EXERCISE DIRECTIONS: Please restate word for word all lines from the one containing "the light reflection" to the final line of the entries, and include no pictures.

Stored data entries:
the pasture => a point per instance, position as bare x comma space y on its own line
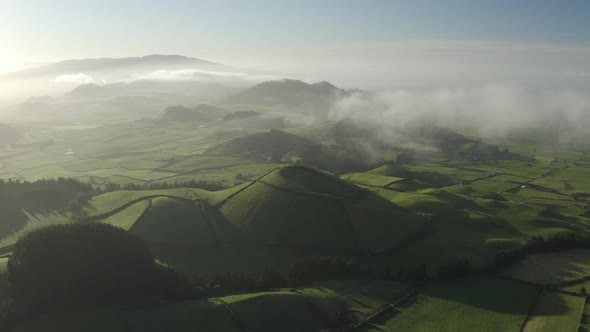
556, 312
551, 268
473, 304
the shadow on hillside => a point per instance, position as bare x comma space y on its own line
551, 268
491, 294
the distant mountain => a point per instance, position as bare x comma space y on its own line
288, 92
8, 135
150, 88
113, 65
199, 113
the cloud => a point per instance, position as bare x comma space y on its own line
77, 79
493, 109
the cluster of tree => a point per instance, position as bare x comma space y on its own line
31, 187
307, 271
74, 265
207, 185
537, 244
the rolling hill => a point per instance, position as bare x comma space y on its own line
201, 112
288, 92
8, 134
271, 145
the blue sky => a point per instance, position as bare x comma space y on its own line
49, 30
350, 42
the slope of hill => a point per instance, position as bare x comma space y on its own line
271, 145
199, 113
288, 92
301, 207
8, 134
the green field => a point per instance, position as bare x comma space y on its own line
475, 304
556, 312
552, 268
413, 202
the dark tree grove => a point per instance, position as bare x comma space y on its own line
85, 264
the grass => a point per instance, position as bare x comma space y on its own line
473, 304
127, 218
205, 315
370, 179
172, 221
87, 319
556, 312
34, 221
577, 287
276, 311
105, 203
551, 268
585, 321
308, 180
3, 262
269, 215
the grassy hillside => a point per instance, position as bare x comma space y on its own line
478, 304
271, 145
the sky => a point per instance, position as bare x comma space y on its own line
49, 30
364, 43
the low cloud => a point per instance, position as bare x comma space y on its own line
76, 79
493, 110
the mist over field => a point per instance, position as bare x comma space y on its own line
294, 166
493, 110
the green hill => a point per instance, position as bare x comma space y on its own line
271, 145
299, 206
9, 135
288, 92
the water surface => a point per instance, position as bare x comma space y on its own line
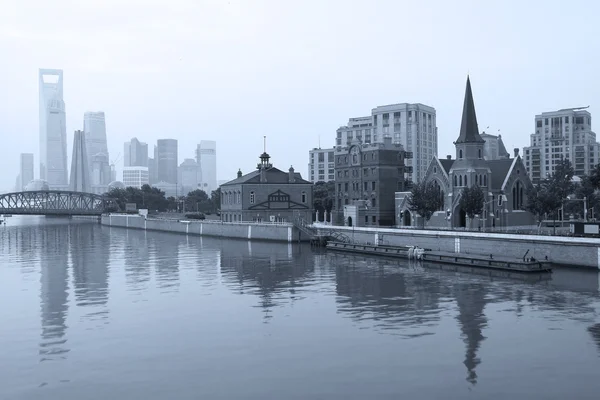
92, 312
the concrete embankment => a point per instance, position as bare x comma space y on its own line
577, 252
236, 230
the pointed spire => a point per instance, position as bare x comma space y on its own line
469, 132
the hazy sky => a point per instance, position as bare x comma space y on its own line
233, 71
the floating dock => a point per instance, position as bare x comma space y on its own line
527, 265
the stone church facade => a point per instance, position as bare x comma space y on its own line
503, 180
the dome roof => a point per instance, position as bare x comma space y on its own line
37, 184
116, 185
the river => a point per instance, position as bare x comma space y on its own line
92, 312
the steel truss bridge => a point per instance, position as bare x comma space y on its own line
56, 202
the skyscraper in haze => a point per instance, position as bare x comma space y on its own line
94, 126
206, 157
26, 170
80, 176
135, 154
53, 134
166, 160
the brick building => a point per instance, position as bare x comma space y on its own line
367, 175
267, 195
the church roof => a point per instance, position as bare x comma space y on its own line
499, 170
469, 132
274, 175
446, 164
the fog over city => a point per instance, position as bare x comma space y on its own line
235, 71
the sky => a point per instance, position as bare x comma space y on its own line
293, 71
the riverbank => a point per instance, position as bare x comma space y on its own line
280, 232
565, 251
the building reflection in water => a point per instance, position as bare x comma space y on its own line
90, 253
268, 270
471, 301
54, 291
164, 251
379, 291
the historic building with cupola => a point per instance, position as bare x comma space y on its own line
504, 182
267, 194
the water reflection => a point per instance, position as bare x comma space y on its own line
90, 267
54, 291
381, 291
274, 273
471, 301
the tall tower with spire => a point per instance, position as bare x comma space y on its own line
470, 165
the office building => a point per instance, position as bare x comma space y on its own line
366, 179
135, 176
563, 134
166, 160
80, 176
53, 133
503, 181
26, 170
189, 176
267, 195
411, 125
321, 165
206, 157
135, 154
493, 148
94, 126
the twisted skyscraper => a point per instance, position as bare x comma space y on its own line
53, 134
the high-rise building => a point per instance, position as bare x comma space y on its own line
94, 126
189, 176
563, 134
166, 160
206, 157
80, 176
321, 165
26, 170
493, 148
411, 125
53, 133
135, 176
135, 154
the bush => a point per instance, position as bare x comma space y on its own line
195, 216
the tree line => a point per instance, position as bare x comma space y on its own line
155, 200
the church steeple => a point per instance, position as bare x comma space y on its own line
469, 132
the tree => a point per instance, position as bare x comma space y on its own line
323, 196
472, 201
424, 199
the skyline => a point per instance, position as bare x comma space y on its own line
295, 86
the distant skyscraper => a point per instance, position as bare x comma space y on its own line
94, 126
135, 154
26, 170
135, 176
206, 156
80, 176
321, 165
189, 176
166, 160
53, 133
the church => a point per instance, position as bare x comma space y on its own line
504, 181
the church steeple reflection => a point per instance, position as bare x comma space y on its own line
470, 298
54, 292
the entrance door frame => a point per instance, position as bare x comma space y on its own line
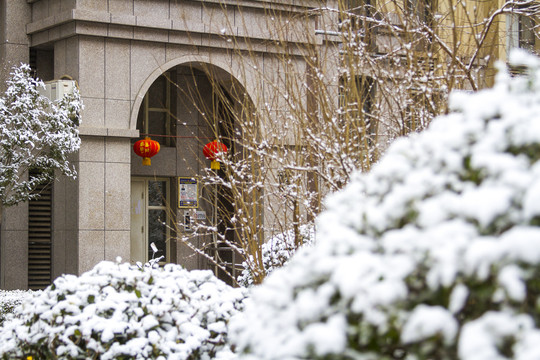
139, 242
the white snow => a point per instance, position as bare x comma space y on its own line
439, 244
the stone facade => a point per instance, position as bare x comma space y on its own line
116, 50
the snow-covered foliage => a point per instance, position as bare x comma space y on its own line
277, 251
119, 311
35, 134
434, 254
9, 300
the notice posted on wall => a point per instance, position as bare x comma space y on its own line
188, 193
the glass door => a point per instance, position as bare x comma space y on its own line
149, 219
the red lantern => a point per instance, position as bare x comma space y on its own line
213, 151
146, 149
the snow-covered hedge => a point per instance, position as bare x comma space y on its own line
435, 254
9, 301
117, 311
276, 252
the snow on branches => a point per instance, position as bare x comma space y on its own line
35, 134
434, 254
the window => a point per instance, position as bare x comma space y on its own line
354, 12
520, 31
420, 10
149, 219
357, 104
157, 116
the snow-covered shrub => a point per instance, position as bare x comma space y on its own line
276, 252
434, 254
9, 300
35, 134
118, 311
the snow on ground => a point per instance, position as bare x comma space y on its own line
434, 254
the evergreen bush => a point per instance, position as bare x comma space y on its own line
118, 311
434, 254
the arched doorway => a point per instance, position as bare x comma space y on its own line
184, 108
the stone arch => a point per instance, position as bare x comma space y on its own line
187, 60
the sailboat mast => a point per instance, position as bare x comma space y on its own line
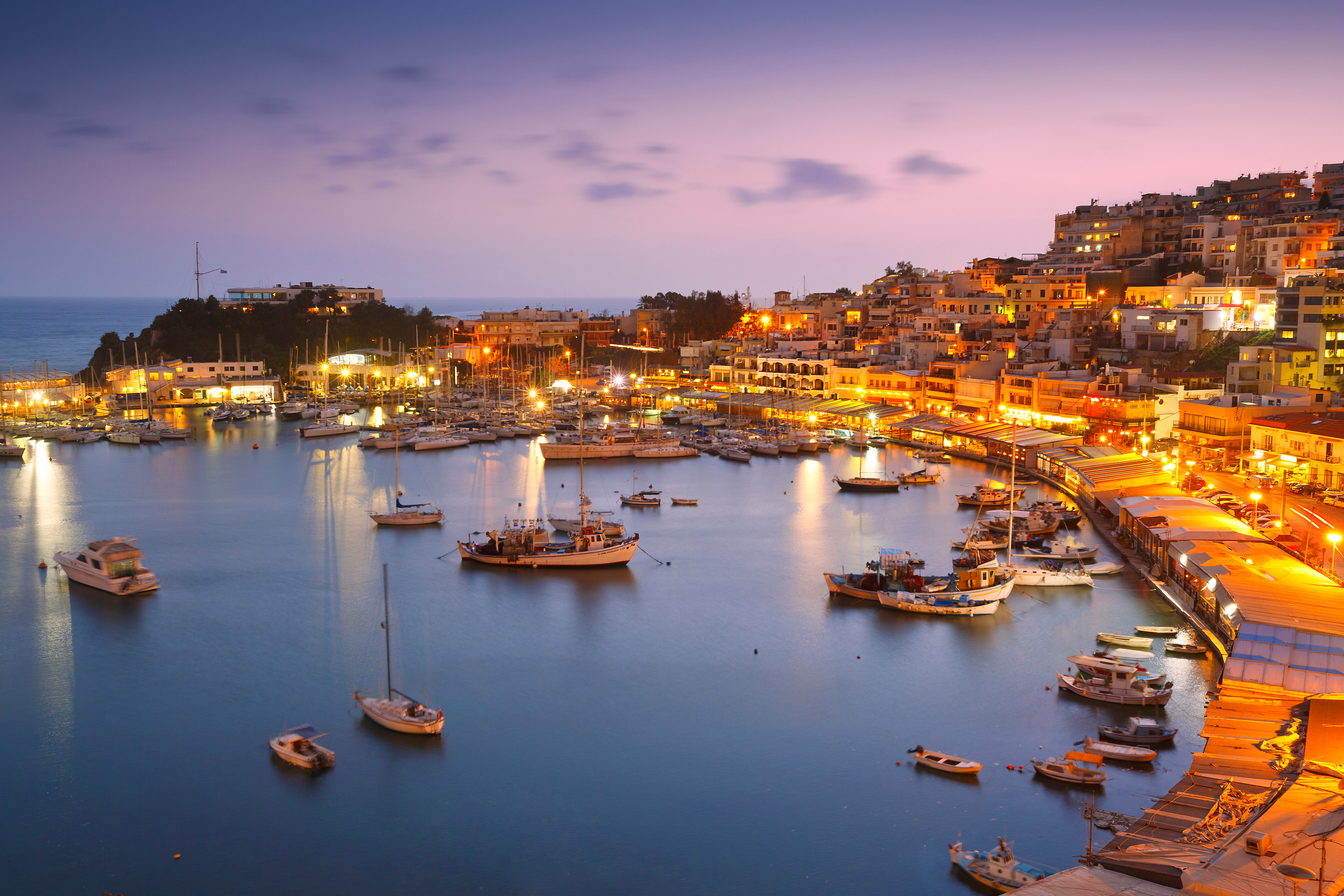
387, 634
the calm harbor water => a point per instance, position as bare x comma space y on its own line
608, 731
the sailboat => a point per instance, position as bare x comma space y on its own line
405, 513
405, 715
592, 546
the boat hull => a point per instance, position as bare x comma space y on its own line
615, 555
406, 519
1128, 699
123, 586
566, 452
394, 722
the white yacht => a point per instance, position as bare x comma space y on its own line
111, 565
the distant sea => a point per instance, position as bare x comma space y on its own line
64, 332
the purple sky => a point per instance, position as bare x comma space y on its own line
511, 149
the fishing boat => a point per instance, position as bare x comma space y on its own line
1116, 682
436, 442
405, 513
1124, 640
1074, 767
109, 565
895, 586
1139, 731
1051, 574
322, 431
1064, 551
398, 714
1119, 751
298, 747
667, 452
947, 762
990, 496
998, 868
647, 497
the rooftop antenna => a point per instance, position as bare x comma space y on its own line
199, 273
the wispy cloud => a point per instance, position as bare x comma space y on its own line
88, 131
928, 166
583, 72
271, 107
623, 190
437, 143
408, 75
808, 179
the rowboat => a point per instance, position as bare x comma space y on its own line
1124, 640
1139, 731
1074, 769
947, 762
1119, 751
998, 868
298, 747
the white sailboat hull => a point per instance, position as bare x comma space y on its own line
565, 452
382, 712
615, 555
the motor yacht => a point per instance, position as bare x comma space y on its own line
109, 565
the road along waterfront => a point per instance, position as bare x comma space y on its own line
608, 730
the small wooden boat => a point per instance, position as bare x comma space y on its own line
947, 762
998, 868
1074, 769
867, 484
1139, 731
296, 747
1064, 551
1119, 751
1124, 640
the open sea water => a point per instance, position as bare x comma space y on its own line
609, 731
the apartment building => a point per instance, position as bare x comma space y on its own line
1300, 445
527, 327
1220, 428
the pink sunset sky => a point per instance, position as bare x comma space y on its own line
612, 149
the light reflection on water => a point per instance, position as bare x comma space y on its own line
608, 730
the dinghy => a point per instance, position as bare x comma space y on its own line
1119, 751
1074, 769
298, 747
947, 762
1139, 731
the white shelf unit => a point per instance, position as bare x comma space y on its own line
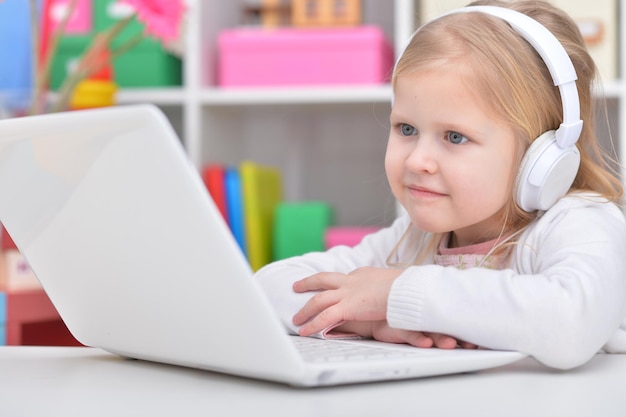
329, 142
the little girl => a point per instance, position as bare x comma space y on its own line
475, 260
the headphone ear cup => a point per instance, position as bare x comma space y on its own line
546, 173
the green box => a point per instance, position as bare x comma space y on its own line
69, 50
299, 228
147, 64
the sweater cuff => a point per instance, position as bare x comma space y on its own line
405, 305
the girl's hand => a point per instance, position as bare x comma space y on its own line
381, 331
358, 296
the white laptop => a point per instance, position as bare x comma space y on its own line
119, 228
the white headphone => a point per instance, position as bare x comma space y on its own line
549, 167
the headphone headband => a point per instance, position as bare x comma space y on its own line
556, 59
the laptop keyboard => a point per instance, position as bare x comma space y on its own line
318, 350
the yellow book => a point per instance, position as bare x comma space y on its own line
262, 190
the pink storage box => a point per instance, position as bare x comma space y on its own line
292, 56
80, 23
348, 236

RESULT BELOW:
the light reflection on water => a point per instance, position as bare x comma space y on its own line
608, 730
the dinghy => a point per instance, position as bare x comma space y on its own line
1119, 751
1074, 769
298, 747
947, 762
1139, 731
the white shelf unit => a point per instance, position as bare x comma space y on its own line
329, 142
the little girl => a point per instance, position as bare x comma space y on its own line
475, 260
the headphone ear cup => a point per instance, position as bare x comma space y on its own line
546, 173
the green box => a point per instance, position as bare x comma space y on its own line
69, 50
299, 228
147, 64
the sweater cuff => a point per instance, position as bare x comma space y on its own line
405, 305
the girl's hand => a point per instance, position as bare x comma space y on its own line
381, 331
358, 296
the white laptop => a point per instance, position as bare x comma space y on its own line
119, 228
the white headphone => a point per instance, position as bare x comma space y on its own line
549, 167
the headphone headband => a point per instance, position as bare x comma space y on its own line
556, 59
the laptop keyboard => a point per instance, position as bare x comma space y on its own line
318, 350
the yellow book => a point per instance, position as bare x comma space y on its own line
262, 190
the pink storage box => a point per instance, position as bare x comma space y on its own line
292, 56
80, 23
348, 236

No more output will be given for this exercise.